Those two events, cemented for almost two decades the definition of what it meant to be a 'PC'.

Into those decades billions of person-hours were invested in software and tools and programs and features. A meeting of Microsoft and Intel regularly got together with OEMs and chip makers and system builders to define all of the details, the same details that were originally from the PC Hardware Manual, that everyone would agree on constituted a "PC". These became known as the "PC-98" standard (for PC's built after 1998) or the "PC-2000" standard. Things like power supplies, keyboards, board form factors and slot configurations all became sub processes within that ecosystem and followed the lead of this over-arching standard. Obscure stuff like what the thread pitch would be on the screws that sealed the cabinet, not so obscure stuff like the dimensions of the 'cut out' for built in peripheral ports. And during all that time the basic registers, the boot sequence, what BIOS provided, and the set of things that could be counted on to exist so that you could boot to a point to discover the new stuff all remained constant.

Short exercise 1 ::
List the things that, according to the passage on PC standards, became sub processes within the ecosystem under the over-arching standard.
Short exercise 2 ::
Carry on the passage about the PC standard, starting after its final sentence.

Data section ::
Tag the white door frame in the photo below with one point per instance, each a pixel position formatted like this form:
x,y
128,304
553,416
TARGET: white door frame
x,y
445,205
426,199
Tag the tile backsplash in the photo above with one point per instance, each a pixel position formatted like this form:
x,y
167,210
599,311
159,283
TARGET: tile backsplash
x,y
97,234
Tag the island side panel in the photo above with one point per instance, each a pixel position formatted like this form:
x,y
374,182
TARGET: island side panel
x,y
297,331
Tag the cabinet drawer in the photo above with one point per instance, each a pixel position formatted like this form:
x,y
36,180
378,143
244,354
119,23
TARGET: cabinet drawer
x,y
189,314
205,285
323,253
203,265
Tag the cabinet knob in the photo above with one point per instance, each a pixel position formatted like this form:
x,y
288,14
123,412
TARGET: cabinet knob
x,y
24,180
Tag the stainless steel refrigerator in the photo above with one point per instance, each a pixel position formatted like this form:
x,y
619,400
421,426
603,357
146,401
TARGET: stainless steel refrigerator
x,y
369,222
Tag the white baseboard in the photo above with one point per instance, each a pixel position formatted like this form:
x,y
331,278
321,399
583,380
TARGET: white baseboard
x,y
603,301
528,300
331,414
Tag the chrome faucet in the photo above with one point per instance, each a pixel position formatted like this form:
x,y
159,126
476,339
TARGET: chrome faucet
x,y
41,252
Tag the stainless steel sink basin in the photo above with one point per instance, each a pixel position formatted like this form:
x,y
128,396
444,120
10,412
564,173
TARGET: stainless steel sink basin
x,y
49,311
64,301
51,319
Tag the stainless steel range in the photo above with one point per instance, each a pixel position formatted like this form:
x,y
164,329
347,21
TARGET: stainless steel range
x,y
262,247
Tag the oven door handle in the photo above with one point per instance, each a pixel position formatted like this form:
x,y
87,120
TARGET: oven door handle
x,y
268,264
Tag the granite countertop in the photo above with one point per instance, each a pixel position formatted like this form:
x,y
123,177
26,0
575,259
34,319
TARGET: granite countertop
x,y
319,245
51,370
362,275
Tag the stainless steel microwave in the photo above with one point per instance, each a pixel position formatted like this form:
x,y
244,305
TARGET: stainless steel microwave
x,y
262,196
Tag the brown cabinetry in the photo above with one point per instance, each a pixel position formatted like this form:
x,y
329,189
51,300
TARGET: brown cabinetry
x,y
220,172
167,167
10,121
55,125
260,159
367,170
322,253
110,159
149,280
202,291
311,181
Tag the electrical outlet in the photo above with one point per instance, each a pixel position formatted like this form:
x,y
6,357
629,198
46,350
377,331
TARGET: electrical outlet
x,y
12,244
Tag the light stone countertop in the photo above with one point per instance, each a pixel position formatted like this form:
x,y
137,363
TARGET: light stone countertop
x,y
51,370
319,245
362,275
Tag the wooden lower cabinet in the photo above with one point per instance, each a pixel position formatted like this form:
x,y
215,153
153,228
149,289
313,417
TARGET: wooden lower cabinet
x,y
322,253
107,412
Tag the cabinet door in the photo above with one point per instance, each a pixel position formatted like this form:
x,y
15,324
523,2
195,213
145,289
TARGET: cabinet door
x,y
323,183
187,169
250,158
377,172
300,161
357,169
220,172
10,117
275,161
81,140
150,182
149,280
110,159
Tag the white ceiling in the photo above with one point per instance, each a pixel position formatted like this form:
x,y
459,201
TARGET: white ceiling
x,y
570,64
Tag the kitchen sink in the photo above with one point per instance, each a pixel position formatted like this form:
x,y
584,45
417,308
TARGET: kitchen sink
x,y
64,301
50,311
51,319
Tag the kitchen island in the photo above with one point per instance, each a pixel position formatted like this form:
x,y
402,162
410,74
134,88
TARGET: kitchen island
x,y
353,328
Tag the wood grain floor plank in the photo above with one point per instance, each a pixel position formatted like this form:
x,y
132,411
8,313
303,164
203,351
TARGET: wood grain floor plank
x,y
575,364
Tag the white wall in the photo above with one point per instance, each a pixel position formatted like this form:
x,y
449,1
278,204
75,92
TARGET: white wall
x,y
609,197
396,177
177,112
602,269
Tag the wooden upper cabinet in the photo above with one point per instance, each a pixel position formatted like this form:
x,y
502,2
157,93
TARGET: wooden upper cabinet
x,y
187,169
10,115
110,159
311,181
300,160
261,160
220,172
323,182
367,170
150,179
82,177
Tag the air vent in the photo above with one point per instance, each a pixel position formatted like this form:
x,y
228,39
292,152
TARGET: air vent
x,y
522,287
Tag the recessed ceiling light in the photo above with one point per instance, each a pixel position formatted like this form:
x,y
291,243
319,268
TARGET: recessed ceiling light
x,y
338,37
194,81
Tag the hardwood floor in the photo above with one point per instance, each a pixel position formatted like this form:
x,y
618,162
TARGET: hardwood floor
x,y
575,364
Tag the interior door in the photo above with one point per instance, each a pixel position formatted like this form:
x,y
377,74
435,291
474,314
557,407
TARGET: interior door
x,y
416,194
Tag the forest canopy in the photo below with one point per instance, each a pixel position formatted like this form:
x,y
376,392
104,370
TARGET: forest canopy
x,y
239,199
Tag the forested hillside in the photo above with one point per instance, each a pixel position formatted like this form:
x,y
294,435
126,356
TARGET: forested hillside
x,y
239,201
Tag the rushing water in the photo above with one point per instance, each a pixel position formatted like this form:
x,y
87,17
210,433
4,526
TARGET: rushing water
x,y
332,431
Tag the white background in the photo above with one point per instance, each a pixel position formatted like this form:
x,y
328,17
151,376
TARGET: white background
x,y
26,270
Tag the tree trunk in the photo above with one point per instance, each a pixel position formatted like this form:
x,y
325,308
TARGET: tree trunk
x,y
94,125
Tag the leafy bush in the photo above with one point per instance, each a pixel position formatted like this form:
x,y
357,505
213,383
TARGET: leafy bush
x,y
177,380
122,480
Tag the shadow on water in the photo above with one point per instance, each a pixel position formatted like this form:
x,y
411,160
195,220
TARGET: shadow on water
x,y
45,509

Right answer 1 ::
- Power supplies
- Keyboards
- Board form factors
- Slot configurations

Right answer 2 ::
ARM doesn't have any of that. ARM, as an ISA, is controlled by a company that doesn't build chips, doesn't sell systems using those chips, and is not affected by 'stupid' choices in their architecture. All of that is offloaded to the 'ARM licensees.' And since anyone can license and ARM chip, they do. And that means you have ARM chips in FPGAs and ARM chips from embedded processor manufacturers, and ARM chips from video graphics companies. They are all different. Worse, they all boot differently, they all have different capabilities, they don't talk to a standard graphics configuration, they don't have a standard I/O configuration, they don't have a place where USB ports are expected to appear, or a standard way of asking 'what device is booting me and can I ask it for data?' Quite simply there is no standard ARM system.

And because they don't have a standard system, there isn't any leverage. Its like running a race with lead shoes, possible but very tiring.

Now some folks, and Andrew here is clearly one of them, think the system problem is solved by 'Android.' They believe that because software developers can write to Android APIs and have their code run on all Android machines, that they are done. Except that getting Android to run on an ARM system is painful. And worse the 'high volume' Android systems have features at different places (where the accellerometer is, how the graphics work, can it do 2D accelleration or not?) There is not Android 'pc' which gets to define all the detail bits and thus free manufacturers from the grip of having to hire expensive software types to figure this out.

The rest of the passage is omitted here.